- [OBJECTIVE]:
Copy the lines below verbatim, but only from the line containing "Locate every instance of the man in dark" through the end of the data.

━━━━

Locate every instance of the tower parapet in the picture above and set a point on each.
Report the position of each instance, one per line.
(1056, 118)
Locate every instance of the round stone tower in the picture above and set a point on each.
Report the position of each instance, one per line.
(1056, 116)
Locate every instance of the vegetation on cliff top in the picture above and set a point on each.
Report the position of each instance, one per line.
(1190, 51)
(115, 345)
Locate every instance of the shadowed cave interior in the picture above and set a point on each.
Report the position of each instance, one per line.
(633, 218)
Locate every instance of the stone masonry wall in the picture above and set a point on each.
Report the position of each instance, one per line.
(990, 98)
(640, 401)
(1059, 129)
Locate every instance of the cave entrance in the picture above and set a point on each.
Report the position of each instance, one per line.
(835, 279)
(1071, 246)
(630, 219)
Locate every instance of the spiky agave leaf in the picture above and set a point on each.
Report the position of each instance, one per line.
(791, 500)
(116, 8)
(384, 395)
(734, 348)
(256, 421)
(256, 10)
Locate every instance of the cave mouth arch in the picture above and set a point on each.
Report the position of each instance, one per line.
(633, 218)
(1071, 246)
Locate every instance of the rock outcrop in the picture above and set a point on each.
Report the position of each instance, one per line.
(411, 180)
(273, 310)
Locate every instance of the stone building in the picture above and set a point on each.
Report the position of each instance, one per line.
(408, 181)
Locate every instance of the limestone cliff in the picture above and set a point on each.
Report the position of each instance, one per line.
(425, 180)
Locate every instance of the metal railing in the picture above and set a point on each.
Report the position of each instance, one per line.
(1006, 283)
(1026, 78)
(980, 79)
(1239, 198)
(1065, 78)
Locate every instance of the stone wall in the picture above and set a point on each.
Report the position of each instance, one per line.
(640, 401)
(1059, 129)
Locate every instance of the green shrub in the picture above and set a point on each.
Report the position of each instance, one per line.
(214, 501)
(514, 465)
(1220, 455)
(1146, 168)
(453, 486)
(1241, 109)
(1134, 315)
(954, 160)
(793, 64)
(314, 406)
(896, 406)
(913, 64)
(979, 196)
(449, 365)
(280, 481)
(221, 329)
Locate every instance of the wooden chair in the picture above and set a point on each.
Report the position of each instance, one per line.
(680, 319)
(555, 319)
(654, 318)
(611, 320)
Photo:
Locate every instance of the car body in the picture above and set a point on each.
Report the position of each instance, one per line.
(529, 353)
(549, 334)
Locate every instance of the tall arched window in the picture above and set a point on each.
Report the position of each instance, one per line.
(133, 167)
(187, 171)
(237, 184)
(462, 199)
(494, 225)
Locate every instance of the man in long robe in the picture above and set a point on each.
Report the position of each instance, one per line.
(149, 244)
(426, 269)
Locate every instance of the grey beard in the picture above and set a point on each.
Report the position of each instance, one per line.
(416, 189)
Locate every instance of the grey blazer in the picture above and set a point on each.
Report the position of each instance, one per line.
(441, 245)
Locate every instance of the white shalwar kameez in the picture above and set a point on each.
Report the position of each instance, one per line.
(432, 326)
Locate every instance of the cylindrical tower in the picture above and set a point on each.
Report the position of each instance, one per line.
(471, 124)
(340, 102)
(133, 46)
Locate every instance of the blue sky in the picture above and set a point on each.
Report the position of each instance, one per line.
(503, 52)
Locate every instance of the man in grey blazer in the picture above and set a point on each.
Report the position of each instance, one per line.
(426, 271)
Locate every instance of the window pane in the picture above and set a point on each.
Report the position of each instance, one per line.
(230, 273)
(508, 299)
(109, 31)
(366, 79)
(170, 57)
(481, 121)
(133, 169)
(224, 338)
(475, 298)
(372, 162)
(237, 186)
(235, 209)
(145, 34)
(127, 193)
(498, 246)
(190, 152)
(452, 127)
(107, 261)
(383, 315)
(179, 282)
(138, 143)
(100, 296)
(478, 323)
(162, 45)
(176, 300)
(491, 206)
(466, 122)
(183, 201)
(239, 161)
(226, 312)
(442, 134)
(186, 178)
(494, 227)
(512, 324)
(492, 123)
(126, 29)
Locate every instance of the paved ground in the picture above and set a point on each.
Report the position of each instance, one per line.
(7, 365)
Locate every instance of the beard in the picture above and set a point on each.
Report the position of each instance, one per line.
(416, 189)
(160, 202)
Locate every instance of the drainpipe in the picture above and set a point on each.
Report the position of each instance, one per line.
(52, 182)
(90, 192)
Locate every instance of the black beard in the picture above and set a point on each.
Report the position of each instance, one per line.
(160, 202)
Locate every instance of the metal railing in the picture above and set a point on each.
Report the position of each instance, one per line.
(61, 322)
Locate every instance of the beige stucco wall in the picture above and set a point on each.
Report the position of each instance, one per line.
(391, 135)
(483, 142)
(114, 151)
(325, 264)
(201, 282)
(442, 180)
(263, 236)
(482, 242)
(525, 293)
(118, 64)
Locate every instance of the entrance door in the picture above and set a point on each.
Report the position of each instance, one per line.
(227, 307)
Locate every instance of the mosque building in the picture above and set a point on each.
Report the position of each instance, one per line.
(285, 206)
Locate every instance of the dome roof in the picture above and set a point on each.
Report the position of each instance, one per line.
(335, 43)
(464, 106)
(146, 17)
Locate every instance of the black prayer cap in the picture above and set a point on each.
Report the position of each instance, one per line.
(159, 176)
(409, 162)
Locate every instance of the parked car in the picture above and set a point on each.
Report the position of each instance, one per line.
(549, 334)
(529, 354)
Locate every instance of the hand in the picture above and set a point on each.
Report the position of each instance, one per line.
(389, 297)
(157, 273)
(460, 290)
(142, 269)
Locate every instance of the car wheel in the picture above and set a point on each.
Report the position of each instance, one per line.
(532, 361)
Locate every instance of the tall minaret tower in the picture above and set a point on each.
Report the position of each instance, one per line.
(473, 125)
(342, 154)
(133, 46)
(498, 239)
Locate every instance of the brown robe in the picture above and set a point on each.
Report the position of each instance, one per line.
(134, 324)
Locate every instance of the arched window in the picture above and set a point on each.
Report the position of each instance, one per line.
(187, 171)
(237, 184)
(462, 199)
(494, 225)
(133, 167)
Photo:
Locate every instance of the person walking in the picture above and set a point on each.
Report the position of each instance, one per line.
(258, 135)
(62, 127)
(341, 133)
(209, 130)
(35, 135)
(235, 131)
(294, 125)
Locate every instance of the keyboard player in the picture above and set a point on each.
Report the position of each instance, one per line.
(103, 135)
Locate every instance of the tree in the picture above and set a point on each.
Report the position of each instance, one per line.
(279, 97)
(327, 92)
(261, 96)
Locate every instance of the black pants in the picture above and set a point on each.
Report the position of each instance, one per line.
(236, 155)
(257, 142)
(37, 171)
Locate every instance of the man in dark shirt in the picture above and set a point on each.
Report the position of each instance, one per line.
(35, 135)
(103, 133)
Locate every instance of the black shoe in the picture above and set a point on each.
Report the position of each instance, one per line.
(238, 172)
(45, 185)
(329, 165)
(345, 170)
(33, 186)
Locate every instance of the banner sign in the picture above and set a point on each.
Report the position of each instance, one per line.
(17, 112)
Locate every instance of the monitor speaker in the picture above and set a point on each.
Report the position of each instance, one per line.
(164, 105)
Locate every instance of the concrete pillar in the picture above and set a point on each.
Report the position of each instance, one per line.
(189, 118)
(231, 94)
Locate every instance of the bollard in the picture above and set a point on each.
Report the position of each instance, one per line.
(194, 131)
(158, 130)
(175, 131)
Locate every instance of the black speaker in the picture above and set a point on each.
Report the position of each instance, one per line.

━━━━

- [RESULT FOR THIS TASK]:
Locate every instance of the man in dark shirt in the picture above and set a point on each.
Report the position of each instance, one per line.
(35, 135)
(103, 133)
Locate every instance of the black shoe in the picture above and set a point on each.
Report the position of each instance, one per line.
(238, 172)
(45, 185)
(329, 165)
(345, 170)
(33, 186)
Locate every instance of the banner sign in the picture above and set a point on each.
Report the position of each instance, one per line.
(17, 112)
Locate every instance of the monitor speaker in the picture above and set a point on each.
Report the position of each instance, one per line.
(164, 105)
Locate every instance of the concrete pillar in the picture above and set a point on each.
Report the position of each instance, one per line.
(189, 118)
(231, 94)
Locate every instance of the bollard in the picture above and set a point on each.
Report the position of each instance, one per line.
(194, 131)
(158, 130)
(175, 131)
Locate every instance of the black speaker in the picture above and set a point on each.
Report the position of each instance, one per line.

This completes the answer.